Une terre si froide
1981. Irlande du nord. Sean Duffy intègre le commissariat de la petite bourgade de Carrickfergus, à quelques kilomètres de Belfast. Matty et Crabbie, deux flics de l’équipe, ne tardent à reconnaître les qualités de leur nouveau collègue, sa probité, son envie de bien faire son boulot, son obstination. Ils sont bien les seuls. Sean est catholique. Au sein du Royal Ulster Constabulary, ça fait tache. Le contexte n’est pas à l’apaisement entre les communautés. Le conflit nord-Irlandais n’a jamais fait autant de victimes. Attentats de l’IRA contre représailles sanglantes de l’UDA, voitures piégées, assassinats en pleine rue, Belfast brûle.
Quand le cadavre mutilé d’un homme est retrouvé dans un terrain vague, puis que la main coupée du mort est intervertie avec celle d’une seconde victime, Duffy se lance dans une enquête aux multiples ramifications. Les deux suppliciés étaient homosexuels. L’un d’entre eux avait des contacts avec l’IRA. Les pistes se brouillent.

◆ Informations fournies:
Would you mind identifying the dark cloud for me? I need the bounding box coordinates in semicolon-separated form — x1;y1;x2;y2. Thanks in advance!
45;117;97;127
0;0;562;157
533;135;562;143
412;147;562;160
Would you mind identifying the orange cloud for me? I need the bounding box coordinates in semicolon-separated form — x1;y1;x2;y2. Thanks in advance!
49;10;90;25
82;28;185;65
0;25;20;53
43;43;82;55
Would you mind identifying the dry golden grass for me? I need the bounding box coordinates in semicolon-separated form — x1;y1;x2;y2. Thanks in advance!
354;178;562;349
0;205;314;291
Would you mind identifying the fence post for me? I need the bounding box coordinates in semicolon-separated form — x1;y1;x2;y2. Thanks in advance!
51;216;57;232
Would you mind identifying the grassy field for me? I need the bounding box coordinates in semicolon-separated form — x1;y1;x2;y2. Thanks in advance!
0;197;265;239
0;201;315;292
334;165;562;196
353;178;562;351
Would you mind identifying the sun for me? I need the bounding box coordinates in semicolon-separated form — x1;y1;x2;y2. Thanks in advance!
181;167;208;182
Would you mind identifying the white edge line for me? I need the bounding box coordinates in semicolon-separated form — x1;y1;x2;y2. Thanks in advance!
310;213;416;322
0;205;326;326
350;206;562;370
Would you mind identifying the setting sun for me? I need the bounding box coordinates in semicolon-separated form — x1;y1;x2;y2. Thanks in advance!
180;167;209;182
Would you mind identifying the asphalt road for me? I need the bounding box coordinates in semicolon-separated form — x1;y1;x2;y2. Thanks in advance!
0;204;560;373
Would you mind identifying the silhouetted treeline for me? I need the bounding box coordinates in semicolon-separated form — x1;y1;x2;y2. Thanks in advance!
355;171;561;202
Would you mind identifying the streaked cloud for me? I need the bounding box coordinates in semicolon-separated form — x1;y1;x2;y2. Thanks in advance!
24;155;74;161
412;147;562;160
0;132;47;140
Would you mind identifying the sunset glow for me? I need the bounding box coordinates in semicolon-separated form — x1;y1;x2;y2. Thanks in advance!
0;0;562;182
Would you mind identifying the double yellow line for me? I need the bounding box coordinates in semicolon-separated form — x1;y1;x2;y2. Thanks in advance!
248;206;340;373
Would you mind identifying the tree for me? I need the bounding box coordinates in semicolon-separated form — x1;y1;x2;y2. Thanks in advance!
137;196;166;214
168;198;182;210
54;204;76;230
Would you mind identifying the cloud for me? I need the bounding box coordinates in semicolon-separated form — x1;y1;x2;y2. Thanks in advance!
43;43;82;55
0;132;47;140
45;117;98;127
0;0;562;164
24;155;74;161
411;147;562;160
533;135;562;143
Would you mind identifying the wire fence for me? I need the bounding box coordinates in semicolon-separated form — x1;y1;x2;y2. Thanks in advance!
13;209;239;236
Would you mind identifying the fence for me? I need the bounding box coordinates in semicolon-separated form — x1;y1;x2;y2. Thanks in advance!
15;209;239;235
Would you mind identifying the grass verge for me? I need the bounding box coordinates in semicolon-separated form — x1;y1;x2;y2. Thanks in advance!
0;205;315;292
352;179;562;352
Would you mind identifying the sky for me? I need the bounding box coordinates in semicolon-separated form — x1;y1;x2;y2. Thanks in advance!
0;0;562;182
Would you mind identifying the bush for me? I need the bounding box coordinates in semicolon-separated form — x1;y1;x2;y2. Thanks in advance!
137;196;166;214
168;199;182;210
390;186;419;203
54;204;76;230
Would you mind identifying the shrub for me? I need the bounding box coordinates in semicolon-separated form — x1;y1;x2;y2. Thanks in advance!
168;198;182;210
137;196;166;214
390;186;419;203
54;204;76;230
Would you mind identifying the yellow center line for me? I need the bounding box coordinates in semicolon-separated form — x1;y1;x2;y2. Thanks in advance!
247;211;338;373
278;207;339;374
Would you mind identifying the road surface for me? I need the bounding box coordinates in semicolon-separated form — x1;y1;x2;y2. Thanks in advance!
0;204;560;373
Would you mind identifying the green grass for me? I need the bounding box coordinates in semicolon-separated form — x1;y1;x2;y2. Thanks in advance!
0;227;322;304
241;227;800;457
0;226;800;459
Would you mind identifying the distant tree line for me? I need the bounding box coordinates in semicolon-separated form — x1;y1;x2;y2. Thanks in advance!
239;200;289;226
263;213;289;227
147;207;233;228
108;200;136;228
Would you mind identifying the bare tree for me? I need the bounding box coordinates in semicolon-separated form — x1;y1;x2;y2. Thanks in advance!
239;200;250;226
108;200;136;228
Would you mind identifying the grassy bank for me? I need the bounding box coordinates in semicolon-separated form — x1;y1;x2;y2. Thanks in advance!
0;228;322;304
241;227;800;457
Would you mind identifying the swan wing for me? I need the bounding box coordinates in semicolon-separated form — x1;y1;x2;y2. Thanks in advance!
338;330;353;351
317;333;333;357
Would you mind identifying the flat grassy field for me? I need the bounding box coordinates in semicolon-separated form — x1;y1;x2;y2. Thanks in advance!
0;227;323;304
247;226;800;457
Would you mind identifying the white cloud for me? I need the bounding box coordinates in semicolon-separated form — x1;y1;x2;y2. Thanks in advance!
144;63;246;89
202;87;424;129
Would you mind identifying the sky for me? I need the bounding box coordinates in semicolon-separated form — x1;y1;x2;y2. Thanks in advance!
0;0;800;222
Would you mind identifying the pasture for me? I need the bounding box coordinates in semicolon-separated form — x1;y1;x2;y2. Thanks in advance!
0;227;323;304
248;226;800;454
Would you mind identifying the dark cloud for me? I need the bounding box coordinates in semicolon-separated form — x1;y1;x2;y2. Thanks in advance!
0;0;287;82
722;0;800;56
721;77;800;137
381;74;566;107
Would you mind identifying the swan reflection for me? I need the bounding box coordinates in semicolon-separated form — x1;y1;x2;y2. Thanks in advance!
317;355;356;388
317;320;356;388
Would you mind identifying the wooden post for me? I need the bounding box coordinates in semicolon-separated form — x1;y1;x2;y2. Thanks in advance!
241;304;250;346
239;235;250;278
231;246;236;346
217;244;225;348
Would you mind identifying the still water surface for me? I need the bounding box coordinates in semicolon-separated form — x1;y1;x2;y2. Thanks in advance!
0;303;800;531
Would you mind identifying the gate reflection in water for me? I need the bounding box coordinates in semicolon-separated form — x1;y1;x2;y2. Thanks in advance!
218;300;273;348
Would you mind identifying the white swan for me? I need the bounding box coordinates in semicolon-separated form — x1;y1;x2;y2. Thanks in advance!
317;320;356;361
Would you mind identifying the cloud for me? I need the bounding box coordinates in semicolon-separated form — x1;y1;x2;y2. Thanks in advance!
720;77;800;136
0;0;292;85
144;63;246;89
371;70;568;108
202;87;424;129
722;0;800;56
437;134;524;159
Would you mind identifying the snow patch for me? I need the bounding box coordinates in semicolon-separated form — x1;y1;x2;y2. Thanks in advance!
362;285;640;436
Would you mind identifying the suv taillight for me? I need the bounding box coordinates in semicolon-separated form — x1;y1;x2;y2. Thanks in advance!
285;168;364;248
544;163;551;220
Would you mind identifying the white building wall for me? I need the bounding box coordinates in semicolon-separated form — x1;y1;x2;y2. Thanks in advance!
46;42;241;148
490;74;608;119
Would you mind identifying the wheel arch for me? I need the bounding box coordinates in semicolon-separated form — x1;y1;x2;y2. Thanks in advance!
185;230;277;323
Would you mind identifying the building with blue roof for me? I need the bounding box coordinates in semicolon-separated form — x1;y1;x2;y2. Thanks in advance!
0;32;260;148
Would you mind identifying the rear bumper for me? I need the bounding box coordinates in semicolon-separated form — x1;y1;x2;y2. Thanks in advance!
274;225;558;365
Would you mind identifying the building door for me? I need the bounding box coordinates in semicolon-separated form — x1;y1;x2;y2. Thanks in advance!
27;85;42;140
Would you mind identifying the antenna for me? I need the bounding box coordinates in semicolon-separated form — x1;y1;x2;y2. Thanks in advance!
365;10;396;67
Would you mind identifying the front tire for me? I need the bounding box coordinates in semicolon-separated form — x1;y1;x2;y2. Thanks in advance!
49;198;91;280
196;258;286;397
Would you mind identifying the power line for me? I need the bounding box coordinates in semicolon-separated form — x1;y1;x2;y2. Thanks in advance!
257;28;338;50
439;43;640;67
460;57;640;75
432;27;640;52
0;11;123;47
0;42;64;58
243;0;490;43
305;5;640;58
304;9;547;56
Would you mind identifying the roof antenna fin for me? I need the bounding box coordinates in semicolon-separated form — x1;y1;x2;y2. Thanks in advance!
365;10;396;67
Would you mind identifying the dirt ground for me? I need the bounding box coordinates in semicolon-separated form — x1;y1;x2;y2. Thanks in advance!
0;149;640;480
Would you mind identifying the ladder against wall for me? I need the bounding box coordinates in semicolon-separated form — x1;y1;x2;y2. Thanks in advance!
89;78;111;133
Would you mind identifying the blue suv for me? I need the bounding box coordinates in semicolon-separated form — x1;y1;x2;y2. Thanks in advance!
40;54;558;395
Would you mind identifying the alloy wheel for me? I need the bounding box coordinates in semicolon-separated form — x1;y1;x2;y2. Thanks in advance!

◆ Énoncé du problème: Prolongez le texte sur « Une terre si froide » en reprenant juste après sa dernière phrase.

◆ Réponse rédigée:
En situant son action en ce début des 80’s, au moment où les Troubles en Ulster atteignent leur paroxysme, McKinty fait d’Une terre si froide un récit portant intrinsèquement les atouts d’un parfait roman noir. L’immersion dans cette Irlande écartelée, sans espoir de réconciliation, est totale bien qu’exprimée surtout en arrière fond, par des infos à la radio ou le bruit des sirènes qui ne semblent plus émouvoir les protagonistes, tant ce décor est leur quotidien. Bobby Sands est mort de sa grève de la faim et Thatcher est prête, malgré les émeutes, à laisser crever d’autres détenus, refusant de céder à leurs revendications, comme porter leurs propres vêtements ou obtenir le statut de prisonniers politiques… Lady Di va se marier bientôt… Le Pape a été victime d’un attentat… Quand ils parcourent certains quartiers catholiques de Belfast, les policiers le font en véhicules blindés et se font canarder de packs de lait, tirer dessus depuis les habitations… Leur routine est semée de périls. Elle reste une routine même si oublier de vérifier si leur voiture ne cache aucune bombe peut se révéler fatal… Les détails de leur vie courante donnent le la, font comprendre sans avoir à appuyer le trait ou se lancer dans de vastes explications.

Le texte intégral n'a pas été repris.